I- Nuremberg and Tokyo International Military Tribunals
Nuremberg International Military Tribunal for the prosecution and punishment of the major war criminals of the European axis/the Nuremberg Tribunal (IMT) was founded by the USA, France, Britain and the USSR, which were parties to the London Treaty dated August 8, 1945, in order to try the high-level military and political officials of the Nazi regime after the World War II. The prosecutors and judges of this court were also selected from among the citizens of the aforementioned Allied states.
During the Nuremberg trials between November 1945 and October 1946, 24 Nazi leaders were charged, 12 were sentenced to death penalty, 7 were sentenced to imprisonment, and 3 were acquitted. Adolf Hitler, Heinrich Himmler, and Joseph Goebbels could not be tried as they committed suicide before the war ended.
Crimes under the jurisdiction of IMT are listed as crimes against peace, war crimes and crimes against humanity. In the IMT Charter, which regulates the duties and powers of the Court, the killing, massacre, enslavement, forced labour, exile, persecution based on political, racial or religious grounds and similar inhumane treatment committed by the Nazis against the civilian population in the regions they occupied has been described as “crime against humanity”. Thus, for the first time, the category of “crimes against humanity” has been created in addition to conventional war crimes under the IMT Charter.
While defining crimes against humanity, the term “genocide” was not included in the text of the article, but in the IMT indictments, the term “genocide” was used when describing the acts related to people who were systematically murdered due to their belonging to a certain group yet ultimately, sentences were established against the defendants for crimes against humanity, not genocide.
With the Nuremberg trials, individuals were held responsible for committing crimes contrary to international law for the first time in history. In this context, the aforementioned cases constitute an important turning point in the development of international criminal law.
IMT that had an ad hoc (special) authority, and where trials were held collectively was a military court set up only to prosecute crimes committed during the World War II. As a matter of fact, during the negotiations of the Genocide Convention, some countries expressed various criticisms by stating that the Nuremberg trials were conducted by ignoring the basic principle of criminal law, which is the principle of “no crime and punishment without law”.
Although there are criticisms that it was “the justice of the victors” because only the Nazi war criminals were placed on the defendant chair, and that the court’s impartiality became questionable because the trials were only heard by the judges of the victorious states, the Nuremberg trials are considered to be one of the most important cases that left their mark on the history of the world.
For the first time, it was revealed with the Nuremberg trials that the actions of the Nazis had led to an unprecedented atrocity in history. Although these trials exposed all aspects of Nazi cruelty, the realization that the existing rules of law at the time were insufficient to fully describe this atrocity was also the factor that triggered the efforts to formulate a convention exclusively for the definition and punishment of the crime of genocide.

Given exercise 1:
Answer these questions from the Nuremberg Tribunal text:
(a) Which states founded the Nuremberg International Military Tribunal?
(b) How many Nazi leaders were sentenced to imprisonment?
(c) Which principle of criminal law did some countries say the Nuremberg trials ignored?
Given exercise 2:
Which acts committed against civilians does the IMT Charter describe as “crime against humanity,” according to the Nuremberg Tribunal text? List them all.

Supplied material:
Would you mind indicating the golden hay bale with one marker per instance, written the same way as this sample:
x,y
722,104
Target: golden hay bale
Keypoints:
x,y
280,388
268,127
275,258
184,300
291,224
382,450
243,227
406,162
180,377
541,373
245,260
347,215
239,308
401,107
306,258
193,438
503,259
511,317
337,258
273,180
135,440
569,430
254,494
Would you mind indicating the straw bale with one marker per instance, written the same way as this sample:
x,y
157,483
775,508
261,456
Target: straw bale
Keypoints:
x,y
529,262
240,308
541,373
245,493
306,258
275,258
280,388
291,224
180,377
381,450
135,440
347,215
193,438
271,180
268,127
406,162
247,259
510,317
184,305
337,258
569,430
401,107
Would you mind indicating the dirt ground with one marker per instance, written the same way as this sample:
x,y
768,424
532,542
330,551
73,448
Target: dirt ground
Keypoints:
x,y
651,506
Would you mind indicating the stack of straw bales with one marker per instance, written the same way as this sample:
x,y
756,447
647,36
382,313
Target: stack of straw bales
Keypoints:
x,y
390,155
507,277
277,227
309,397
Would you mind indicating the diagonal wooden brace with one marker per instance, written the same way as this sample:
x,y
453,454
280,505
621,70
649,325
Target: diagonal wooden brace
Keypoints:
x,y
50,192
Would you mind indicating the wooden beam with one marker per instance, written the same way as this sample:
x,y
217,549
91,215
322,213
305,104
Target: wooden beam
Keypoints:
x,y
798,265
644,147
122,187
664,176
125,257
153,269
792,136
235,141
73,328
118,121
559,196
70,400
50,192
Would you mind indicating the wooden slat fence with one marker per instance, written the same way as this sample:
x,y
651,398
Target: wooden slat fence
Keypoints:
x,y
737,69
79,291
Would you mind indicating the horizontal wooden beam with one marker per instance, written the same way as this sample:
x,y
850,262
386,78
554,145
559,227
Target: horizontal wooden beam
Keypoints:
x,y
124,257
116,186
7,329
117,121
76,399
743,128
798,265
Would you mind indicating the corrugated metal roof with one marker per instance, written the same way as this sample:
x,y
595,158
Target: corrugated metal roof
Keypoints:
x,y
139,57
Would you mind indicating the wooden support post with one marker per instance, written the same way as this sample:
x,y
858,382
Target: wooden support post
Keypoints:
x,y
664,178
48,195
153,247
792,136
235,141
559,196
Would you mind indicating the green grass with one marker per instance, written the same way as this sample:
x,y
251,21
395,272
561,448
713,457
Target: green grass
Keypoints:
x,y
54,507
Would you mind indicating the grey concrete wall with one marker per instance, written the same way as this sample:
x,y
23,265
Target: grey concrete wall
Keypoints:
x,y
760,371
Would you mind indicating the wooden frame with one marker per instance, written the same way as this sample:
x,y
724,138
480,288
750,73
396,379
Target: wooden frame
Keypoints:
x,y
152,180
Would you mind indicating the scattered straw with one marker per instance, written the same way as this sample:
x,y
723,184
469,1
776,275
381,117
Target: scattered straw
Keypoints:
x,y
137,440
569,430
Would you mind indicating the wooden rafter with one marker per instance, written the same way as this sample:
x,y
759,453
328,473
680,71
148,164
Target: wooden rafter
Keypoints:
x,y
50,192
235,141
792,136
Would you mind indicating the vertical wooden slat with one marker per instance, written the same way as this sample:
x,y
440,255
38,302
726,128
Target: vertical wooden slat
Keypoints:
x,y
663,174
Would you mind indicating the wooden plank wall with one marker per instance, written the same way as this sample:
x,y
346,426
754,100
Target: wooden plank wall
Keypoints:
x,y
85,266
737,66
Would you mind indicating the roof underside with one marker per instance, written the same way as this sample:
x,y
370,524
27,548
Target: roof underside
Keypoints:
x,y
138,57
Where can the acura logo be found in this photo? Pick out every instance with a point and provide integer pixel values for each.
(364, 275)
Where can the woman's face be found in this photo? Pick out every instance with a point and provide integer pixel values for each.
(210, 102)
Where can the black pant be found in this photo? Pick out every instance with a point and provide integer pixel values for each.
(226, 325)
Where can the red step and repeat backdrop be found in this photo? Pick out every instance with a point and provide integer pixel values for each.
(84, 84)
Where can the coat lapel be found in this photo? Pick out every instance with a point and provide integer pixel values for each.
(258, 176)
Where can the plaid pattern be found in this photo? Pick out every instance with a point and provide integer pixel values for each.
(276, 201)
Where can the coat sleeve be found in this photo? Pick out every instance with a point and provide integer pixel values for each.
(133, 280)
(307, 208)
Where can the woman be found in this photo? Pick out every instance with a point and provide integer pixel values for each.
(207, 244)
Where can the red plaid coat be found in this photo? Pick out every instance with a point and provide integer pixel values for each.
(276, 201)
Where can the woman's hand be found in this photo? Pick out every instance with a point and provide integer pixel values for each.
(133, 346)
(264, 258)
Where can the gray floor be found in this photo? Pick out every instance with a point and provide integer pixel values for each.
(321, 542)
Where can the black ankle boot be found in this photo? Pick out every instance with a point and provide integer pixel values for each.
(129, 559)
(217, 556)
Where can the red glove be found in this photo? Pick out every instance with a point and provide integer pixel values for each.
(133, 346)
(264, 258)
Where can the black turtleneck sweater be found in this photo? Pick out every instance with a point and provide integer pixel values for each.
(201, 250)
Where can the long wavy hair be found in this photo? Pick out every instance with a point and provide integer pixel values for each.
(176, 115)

Complete output 1:
(a) The USA, France, Britain and the USSR.
(b) 7.
(c) The principle of “no crime and punishment without law”.

Complete output 2:
- Killing
- Massacre
- Enslavement
- Forced labour
- Exile
- Persecution based on political, racial or religious grounds
- Similar inhumane treatment